DATA FOR THIS EXERCISE ->
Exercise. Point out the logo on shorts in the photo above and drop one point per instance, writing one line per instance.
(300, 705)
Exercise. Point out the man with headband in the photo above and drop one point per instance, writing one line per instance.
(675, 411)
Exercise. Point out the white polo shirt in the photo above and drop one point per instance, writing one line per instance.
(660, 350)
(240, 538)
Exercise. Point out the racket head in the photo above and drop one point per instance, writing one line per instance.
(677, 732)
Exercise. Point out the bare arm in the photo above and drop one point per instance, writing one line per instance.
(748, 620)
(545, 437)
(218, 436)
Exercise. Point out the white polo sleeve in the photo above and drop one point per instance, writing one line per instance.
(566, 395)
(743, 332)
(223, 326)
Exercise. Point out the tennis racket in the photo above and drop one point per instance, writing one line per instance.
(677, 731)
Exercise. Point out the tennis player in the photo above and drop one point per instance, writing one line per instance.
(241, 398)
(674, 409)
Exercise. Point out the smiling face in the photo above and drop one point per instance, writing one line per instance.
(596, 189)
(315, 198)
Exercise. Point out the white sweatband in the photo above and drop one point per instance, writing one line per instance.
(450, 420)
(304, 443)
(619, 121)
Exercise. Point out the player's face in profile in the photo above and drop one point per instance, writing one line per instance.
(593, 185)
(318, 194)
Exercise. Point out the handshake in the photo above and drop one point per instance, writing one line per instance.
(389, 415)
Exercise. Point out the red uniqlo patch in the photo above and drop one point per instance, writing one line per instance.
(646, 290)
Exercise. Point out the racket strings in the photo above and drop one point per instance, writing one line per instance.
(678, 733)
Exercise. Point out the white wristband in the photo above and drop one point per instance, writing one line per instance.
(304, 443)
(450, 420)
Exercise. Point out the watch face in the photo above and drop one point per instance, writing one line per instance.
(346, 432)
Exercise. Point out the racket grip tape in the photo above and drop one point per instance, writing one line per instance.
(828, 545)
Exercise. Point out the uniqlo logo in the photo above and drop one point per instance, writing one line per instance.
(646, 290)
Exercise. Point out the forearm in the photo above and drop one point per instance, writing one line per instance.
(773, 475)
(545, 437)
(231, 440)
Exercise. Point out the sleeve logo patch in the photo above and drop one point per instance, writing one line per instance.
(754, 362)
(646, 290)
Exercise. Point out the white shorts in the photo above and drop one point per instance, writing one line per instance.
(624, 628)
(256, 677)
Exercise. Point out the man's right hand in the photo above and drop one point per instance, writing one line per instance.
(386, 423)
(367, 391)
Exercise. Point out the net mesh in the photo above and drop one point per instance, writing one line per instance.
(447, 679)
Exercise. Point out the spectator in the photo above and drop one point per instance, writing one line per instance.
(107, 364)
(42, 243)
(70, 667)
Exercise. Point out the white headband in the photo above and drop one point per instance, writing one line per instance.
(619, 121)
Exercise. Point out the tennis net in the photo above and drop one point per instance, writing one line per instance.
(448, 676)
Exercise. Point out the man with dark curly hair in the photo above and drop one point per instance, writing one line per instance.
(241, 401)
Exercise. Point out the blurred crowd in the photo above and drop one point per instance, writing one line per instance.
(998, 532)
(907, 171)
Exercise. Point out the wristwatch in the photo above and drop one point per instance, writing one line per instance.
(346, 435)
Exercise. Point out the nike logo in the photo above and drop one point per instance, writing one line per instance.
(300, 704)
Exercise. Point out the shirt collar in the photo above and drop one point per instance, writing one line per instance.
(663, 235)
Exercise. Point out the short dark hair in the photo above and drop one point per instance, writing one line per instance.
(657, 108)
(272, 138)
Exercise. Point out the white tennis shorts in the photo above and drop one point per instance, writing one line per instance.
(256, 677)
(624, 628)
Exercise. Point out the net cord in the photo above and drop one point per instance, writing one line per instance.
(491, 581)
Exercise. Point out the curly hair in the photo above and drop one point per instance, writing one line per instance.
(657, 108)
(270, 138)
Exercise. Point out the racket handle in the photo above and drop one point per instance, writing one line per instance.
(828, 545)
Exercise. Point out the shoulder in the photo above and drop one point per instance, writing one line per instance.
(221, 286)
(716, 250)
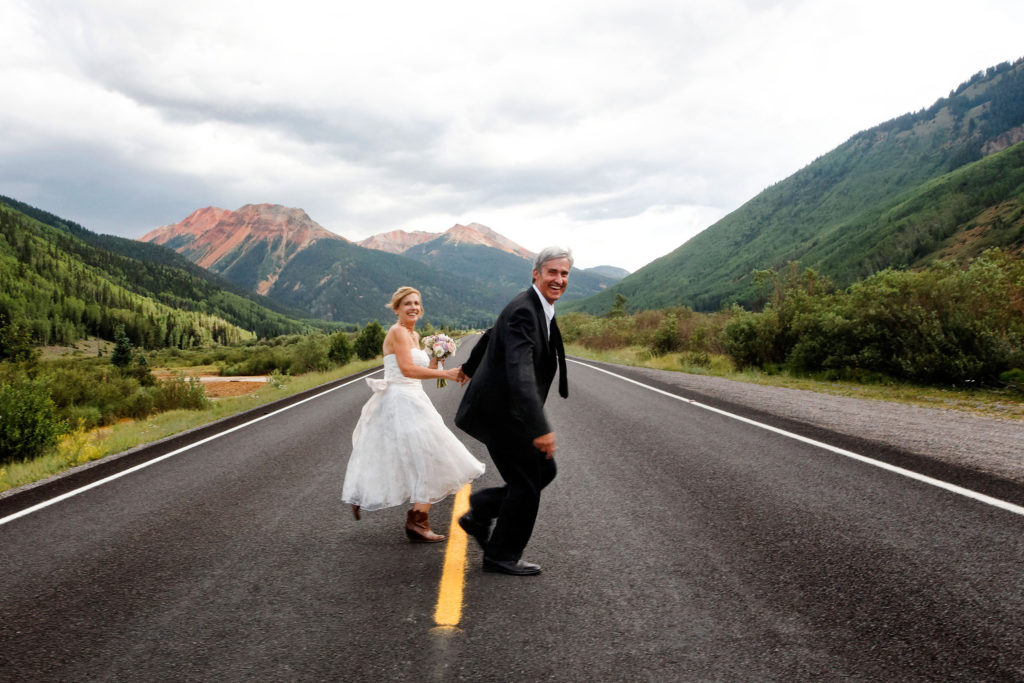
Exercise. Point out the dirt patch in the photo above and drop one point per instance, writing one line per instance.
(215, 385)
(223, 389)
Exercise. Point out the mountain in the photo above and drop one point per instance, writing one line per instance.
(500, 266)
(399, 242)
(609, 271)
(466, 273)
(928, 185)
(396, 242)
(249, 247)
(60, 282)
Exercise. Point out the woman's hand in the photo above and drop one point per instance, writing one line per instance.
(455, 374)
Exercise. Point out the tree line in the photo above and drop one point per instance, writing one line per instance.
(948, 324)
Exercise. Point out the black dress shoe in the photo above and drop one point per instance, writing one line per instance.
(514, 567)
(475, 528)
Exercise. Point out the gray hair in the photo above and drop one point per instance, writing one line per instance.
(550, 254)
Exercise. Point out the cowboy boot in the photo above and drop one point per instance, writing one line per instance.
(418, 528)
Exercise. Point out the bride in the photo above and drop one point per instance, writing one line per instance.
(401, 451)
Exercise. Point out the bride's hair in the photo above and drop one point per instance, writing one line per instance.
(400, 294)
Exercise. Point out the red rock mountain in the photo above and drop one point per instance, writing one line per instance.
(398, 242)
(250, 246)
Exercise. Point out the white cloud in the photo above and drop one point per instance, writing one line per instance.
(578, 122)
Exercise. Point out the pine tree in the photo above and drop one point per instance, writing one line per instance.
(122, 355)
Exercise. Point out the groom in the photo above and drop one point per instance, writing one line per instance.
(511, 368)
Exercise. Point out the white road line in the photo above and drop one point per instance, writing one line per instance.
(960, 491)
(100, 482)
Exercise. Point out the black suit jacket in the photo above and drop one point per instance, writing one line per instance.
(511, 367)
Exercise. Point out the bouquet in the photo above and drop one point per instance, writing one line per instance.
(440, 347)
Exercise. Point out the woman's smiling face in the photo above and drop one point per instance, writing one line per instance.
(410, 309)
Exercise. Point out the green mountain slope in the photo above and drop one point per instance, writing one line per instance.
(882, 199)
(339, 281)
(64, 288)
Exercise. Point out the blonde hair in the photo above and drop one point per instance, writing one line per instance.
(400, 294)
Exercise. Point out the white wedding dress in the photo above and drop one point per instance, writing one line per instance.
(401, 451)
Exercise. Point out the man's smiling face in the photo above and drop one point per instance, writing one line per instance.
(553, 278)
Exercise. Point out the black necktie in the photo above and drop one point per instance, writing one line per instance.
(556, 343)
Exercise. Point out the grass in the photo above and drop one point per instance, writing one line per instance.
(81, 446)
(992, 402)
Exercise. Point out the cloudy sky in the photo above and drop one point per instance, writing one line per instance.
(621, 127)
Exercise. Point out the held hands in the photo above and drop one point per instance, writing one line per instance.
(455, 374)
(546, 444)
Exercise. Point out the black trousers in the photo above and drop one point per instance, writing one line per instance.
(526, 471)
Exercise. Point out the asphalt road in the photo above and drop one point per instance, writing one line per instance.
(678, 544)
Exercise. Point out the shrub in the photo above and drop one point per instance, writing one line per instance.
(309, 355)
(341, 349)
(31, 425)
(370, 341)
(666, 338)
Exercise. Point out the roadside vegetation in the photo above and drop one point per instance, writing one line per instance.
(64, 412)
(947, 336)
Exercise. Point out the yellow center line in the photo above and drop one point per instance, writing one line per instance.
(449, 610)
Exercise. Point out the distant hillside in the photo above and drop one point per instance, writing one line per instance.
(466, 273)
(922, 186)
(608, 271)
(400, 242)
(64, 288)
(500, 271)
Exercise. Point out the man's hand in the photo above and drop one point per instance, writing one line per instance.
(546, 444)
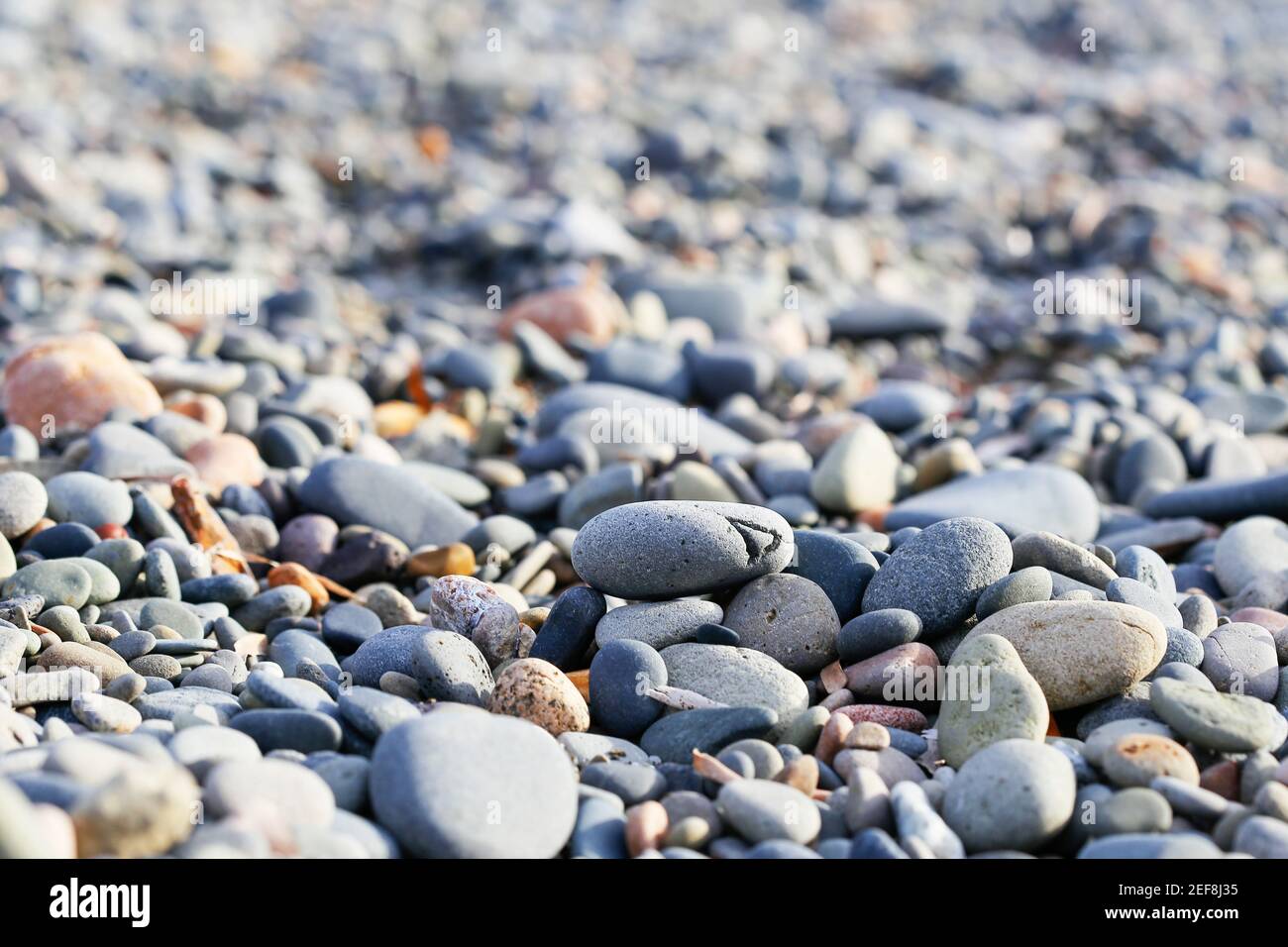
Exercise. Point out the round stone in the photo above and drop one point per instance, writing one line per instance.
(450, 668)
(1137, 759)
(619, 676)
(391, 650)
(838, 566)
(1016, 793)
(940, 573)
(464, 784)
(669, 549)
(1057, 554)
(389, 499)
(657, 624)
(1081, 652)
(103, 714)
(1029, 583)
(787, 617)
(286, 791)
(1038, 496)
(305, 731)
(374, 712)
(200, 749)
(760, 810)
(1222, 722)
(541, 693)
(22, 502)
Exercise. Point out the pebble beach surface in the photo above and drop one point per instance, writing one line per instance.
(481, 431)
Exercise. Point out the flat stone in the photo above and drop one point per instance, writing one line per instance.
(450, 668)
(58, 581)
(568, 630)
(201, 749)
(872, 633)
(1033, 497)
(677, 736)
(1241, 657)
(858, 472)
(761, 809)
(374, 712)
(618, 673)
(353, 489)
(1223, 501)
(1029, 583)
(165, 705)
(838, 566)
(1222, 722)
(737, 677)
(787, 617)
(294, 793)
(1014, 795)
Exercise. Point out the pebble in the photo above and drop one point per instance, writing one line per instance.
(1240, 657)
(675, 736)
(1222, 722)
(940, 574)
(872, 633)
(787, 617)
(1056, 554)
(541, 693)
(857, 474)
(1013, 795)
(1024, 585)
(570, 629)
(1136, 759)
(265, 788)
(657, 624)
(838, 566)
(25, 501)
(995, 699)
(735, 677)
(450, 785)
(692, 548)
(305, 731)
(761, 810)
(1080, 652)
(355, 489)
(618, 673)
(449, 668)
(1035, 497)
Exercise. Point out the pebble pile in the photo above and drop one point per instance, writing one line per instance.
(596, 466)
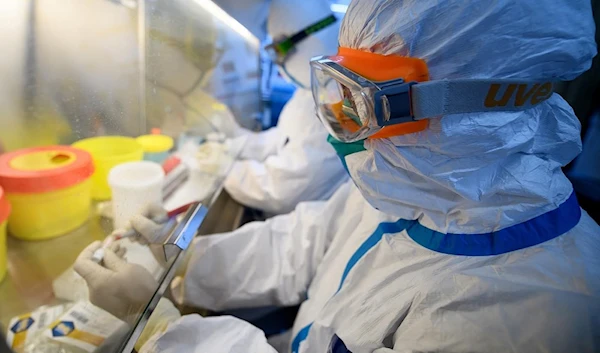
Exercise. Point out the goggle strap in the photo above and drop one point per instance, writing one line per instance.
(443, 97)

WHAT THIS TASK INVOLVES -> Reproduce the lines of the listing exactly, starting at the one that contains "Exercise. Point out the distant" and continuing through the final line, but leave out the pictures.

THE SOLUTION ->
Exercise. Point out the distant hillside in the photo above and drop one point per instance, writing one line per instance.
(466, 273)
(922, 186)
(608, 271)
(400, 242)
(64, 288)
(500, 271)
Exercise. Point out the man's hand in the photo above and drop one point per instance, writing one line per instance.
(546, 444)
Exercise. Point out the round stone in the photo above and drop one point per instance, writing one line per instance.
(450, 668)
(1137, 759)
(619, 676)
(391, 650)
(838, 566)
(1016, 793)
(940, 573)
(464, 784)
(669, 549)
(1057, 554)
(389, 499)
(657, 624)
(1081, 652)
(103, 714)
(1029, 583)
(787, 617)
(286, 791)
(1038, 496)
(305, 731)
(374, 712)
(200, 749)
(760, 810)
(1222, 722)
(541, 693)
(22, 502)
Exercise. Point out the pebble beach surface in the photo above and drop one point per instance, writing one line per instance.
(481, 431)
Exercise. Point out the flat stone in the photo above and drop one point per instance, writing one line per instance.
(450, 668)
(58, 581)
(568, 630)
(201, 749)
(872, 633)
(1033, 497)
(677, 736)
(1241, 657)
(858, 472)
(761, 809)
(374, 712)
(618, 673)
(353, 489)
(1223, 501)
(1029, 583)
(165, 705)
(838, 566)
(1222, 722)
(737, 677)
(787, 617)
(294, 793)
(1014, 795)
Exercise. Point out the pebble in the photo above and drop one point per instance, writing one line per instance.
(1240, 657)
(675, 736)
(1222, 722)
(940, 574)
(872, 633)
(787, 617)
(1056, 554)
(541, 693)
(857, 474)
(1013, 795)
(1024, 585)
(570, 629)
(1136, 759)
(265, 788)
(657, 624)
(838, 566)
(25, 501)
(995, 699)
(735, 677)
(450, 785)
(692, 548)
(305, 731)
(761, 810)
(1080, 652)
(355, 489)
(618, 673)
(449, 668)
(1035, 497)
Exercise. Point out the pebble pile in the photo above and drop one point per instance, writing one line per instance.
(596, 466)
Exercise. Point out the goggle strap in the photo above and drop one point per instance, writing one line per instance.
(443, 97)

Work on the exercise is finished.